**TASK OBJECTIVE**
Leave the pictures out and print every record below exactly as it stands.

[Image location labeling entries]

___

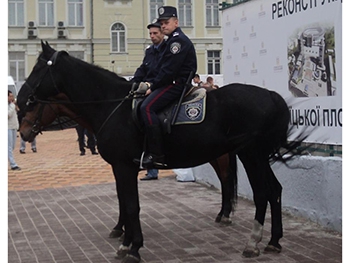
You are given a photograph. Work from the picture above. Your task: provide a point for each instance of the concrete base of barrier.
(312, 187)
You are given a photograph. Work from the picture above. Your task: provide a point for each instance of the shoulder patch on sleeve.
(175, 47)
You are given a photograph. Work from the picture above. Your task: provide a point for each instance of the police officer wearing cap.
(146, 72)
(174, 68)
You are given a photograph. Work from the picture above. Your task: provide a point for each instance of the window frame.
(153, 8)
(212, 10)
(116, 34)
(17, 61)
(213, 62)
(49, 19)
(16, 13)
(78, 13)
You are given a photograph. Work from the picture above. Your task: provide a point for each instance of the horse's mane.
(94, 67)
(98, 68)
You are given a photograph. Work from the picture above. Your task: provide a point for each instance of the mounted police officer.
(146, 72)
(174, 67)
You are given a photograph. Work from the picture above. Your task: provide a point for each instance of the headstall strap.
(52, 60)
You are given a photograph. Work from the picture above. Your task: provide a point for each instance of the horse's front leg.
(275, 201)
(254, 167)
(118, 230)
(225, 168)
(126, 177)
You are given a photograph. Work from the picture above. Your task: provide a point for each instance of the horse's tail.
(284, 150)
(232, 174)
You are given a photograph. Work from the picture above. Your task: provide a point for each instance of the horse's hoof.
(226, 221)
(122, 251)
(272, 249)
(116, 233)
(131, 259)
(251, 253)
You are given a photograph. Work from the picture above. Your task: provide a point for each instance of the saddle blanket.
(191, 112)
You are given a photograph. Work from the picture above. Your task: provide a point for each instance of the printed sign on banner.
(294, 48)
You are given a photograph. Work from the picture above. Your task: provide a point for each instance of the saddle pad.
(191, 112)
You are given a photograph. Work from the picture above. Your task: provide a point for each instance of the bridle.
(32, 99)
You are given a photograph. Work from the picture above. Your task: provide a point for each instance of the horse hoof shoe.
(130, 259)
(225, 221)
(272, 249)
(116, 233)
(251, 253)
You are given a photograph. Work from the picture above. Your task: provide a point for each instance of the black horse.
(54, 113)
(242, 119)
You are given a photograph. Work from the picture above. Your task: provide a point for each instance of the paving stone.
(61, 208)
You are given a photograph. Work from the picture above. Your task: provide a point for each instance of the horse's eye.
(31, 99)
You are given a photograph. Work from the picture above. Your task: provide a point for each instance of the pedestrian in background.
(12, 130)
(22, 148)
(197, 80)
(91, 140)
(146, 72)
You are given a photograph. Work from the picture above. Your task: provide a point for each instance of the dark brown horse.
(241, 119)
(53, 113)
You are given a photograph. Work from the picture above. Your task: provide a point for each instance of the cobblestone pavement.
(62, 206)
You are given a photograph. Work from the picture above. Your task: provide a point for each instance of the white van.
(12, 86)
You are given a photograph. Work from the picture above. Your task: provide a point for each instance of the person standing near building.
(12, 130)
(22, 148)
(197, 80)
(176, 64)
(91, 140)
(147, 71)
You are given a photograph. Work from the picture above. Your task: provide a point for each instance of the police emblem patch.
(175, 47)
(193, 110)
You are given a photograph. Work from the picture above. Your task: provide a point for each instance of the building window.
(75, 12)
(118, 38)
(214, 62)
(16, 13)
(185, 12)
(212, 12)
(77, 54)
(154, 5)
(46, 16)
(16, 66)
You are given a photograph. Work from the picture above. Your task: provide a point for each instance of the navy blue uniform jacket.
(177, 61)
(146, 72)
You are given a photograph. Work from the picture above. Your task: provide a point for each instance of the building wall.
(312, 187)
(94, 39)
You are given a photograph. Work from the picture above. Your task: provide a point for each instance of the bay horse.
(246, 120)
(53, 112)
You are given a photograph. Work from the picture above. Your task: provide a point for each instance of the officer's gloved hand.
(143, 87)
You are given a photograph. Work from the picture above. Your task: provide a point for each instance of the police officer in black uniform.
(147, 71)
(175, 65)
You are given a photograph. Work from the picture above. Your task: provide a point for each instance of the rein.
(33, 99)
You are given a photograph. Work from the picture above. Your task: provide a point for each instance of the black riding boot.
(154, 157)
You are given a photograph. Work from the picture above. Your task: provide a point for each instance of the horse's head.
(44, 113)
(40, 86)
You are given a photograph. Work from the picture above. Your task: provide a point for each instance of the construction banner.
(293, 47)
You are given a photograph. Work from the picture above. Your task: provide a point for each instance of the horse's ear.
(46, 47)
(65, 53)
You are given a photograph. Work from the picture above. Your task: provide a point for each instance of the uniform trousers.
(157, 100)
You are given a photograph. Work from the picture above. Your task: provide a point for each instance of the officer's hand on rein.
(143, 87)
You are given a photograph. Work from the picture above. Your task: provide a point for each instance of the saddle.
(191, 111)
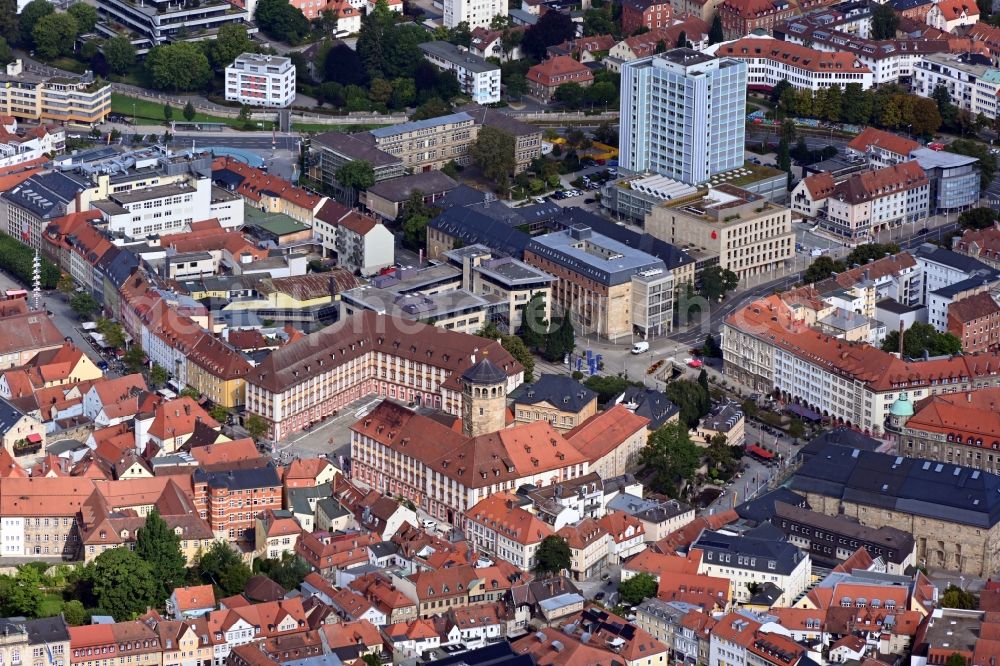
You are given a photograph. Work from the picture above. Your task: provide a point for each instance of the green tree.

___

**THE RESULT**
You are given a photograph. Work from the picture above. Your task: provide a point for each instance of the concrete base of barrier.
(312, 187)
You are given a photograph. Work from the picture above. Your task: provide a point for each instance of the shoulder patch on sleeve.
(175, 47)
You are given a photograph. Work from the picture above. Your task: provide a point for each instance of the police officer wearing cap.
(146, 72)
(174, 68)
You are given a photograph. Work from the picture above. Your task: provide a point for each instance of the window frame.
(153, 8)
(212, 10)
(116, 34)
(17, 61)
(213, 62)
(49, 19)
(16, 13)
(78, 13)
You are given a photograph. Work from the picture above. Your task: provide a point for each instance of the horse's mane.
(94, 67)
(98, 68)
You are given a photograph. Work from the picture above. Your task: provide a point for each instance of the mounted police officer.
(146, 72)
(174, 67)
You are given a photograph. Work from the picture above. Your task: provide a point for each instance of the headstall strap.
(52, 60)
You are given a photograph. Work from the picture above. Your task: provide a point for each instance of the horse's front leg.
(275, 201)
(254, 167)
(118, 230)
(225, 168)
(126, 177)
You are given a photograph. Work from the picture above. Your task: provide a point for each instance of the horse's tail.
(284, 150)
(232, 174)
You are given a photograph. Work from the picture above. Your task: provide a point for each instance of the horse's hoof.
(226, 221)
(122, 251)
(272, 249)
(116, 233)
(131, 259)
(251, 253)
You are given a photograph. Work from the picture above. Your task: provide a point for each instance of the saddle blanket.
(191, 112)
You are given a photograph. Work from the picture above. Your task: provide a point for each instance of the printed sign on banner.
(294, 48)
You are given a photograph. Work from the picture above. Your task: provide a point for each instance of the saddle pad.
(191, 112)
You are given a photograph. Work from the picture above. Your task: provide a point for each instance of the bridle.
(32, 99)
You are given a photograph. Work from the picture above. Your task: provide a point for each instance of the horse hoof shoe.
(130, 259)
(225, 221)
(272, 249)
(116, 233)
(251, 253)
You are given a photograph. Work from the picture above. Your task: provide a point for each instance of the black horse.
(54, 113)
(242, 119)
You are given a photograph. Work from the picture above. Your task: provide a point for each instance of the paving stone.
(61, 208)
You are given a photograph. Work from the picture above. Your task: provide a point for each instance of the horse's eye.
(31, 99)
You are given a photograph. Work from the picture above. Your task: provide a point for each instance of the pedestrian in background.
(12, 130)
(22, 148)
(197, 80)
(91, 140)
(146, 72)
You are given a photograph. Work from the picture above. Your task: provide a point for each instance of the dark brown horse.
(241, 119)
(53, 113)
You are given a photograph. Work from the picture above. Your task: provide a point for each instance of the cobblestone pavement.
(62, 206)
You are given a photograph. Work from the picture above. Your task: provide a point for each instance of the white van.
(12, 86)
You are given a photograph. Work from the picture above. Your task: provide a point for each instance of the person standing near building.
(12, 130)
(22, 148)
(197, 80)
(176, 64)
(91, 140)
(147, 71)
You are given a photograph. Work from the picture above. Your task: provide a point for each instance of the police emblem patch.
(175, 47)
(193, 110)
You are given a photograph. Work from the picture above. Your task: provide a point for each instance of the building window.
(75, 12)
(118, 38)
(214, 62)
(16, 13)
(185, 12)
(212, 12)
(77, 54)
(154, 5)
(46, 16)
(16, 66)
You are given a photograph. Work from the picture above. Your task: provide a point for each instance of the navy blue uniform jacket.
(177, 61)
(146, 72)
You are given a photograph. Work from the picture above. Your task: provide a point for each instance of the building wall.
(312, 187)
(94, 39)
You are given a photograph. Work from the picture above. Your task: provide a point for each instance of the bay horse.
(246, 120)
(53, 112)
You are given a photograph. Work from the picture above. Your task: provide a point for each instance of the officer's gloved hand.
(143, 87)
You are given a photograph. Work from the picture above. Your task: provide a point for each instance of the police officer in black uniform.
(147, 71)
(175, 65)
You are given a photograph. Work from the picture above. Your task: provide a point for each instance of the rein.
(33, 99)
You are given a photograph. Work from the picture above. Your task: provide a point for each instance of the black riding boot.
(154, 157)
You are given a photograph. Work from the picture above. Your task: provide a point for each instance of the horse's head.
(44, 113)
(40, 86)
You are given a photograph. Work from the picture above. Your task: provide a point for each instance of the construction banner.
(293, 47)
You are given a photograph. Work from the picture above. Your task: provide a point for each instance of the horse's ear.
(46, 47)
(65, 53)
You are given a photograph. Work from the picture above. Your task: provide a point for each instance of the uniform trousers.
(157, 100)
You are given a photograph. Work from the picture above. Your task: provide a point for each instance of the officer's hand on rein.
(143, 87)
You are given a photograph. Work from the picture above. Your task: provide a point for each instance of the saddle.
(191, 111)
You are given a photograph. Work from the picture above. Your task: provide a point for each instance of the green tree.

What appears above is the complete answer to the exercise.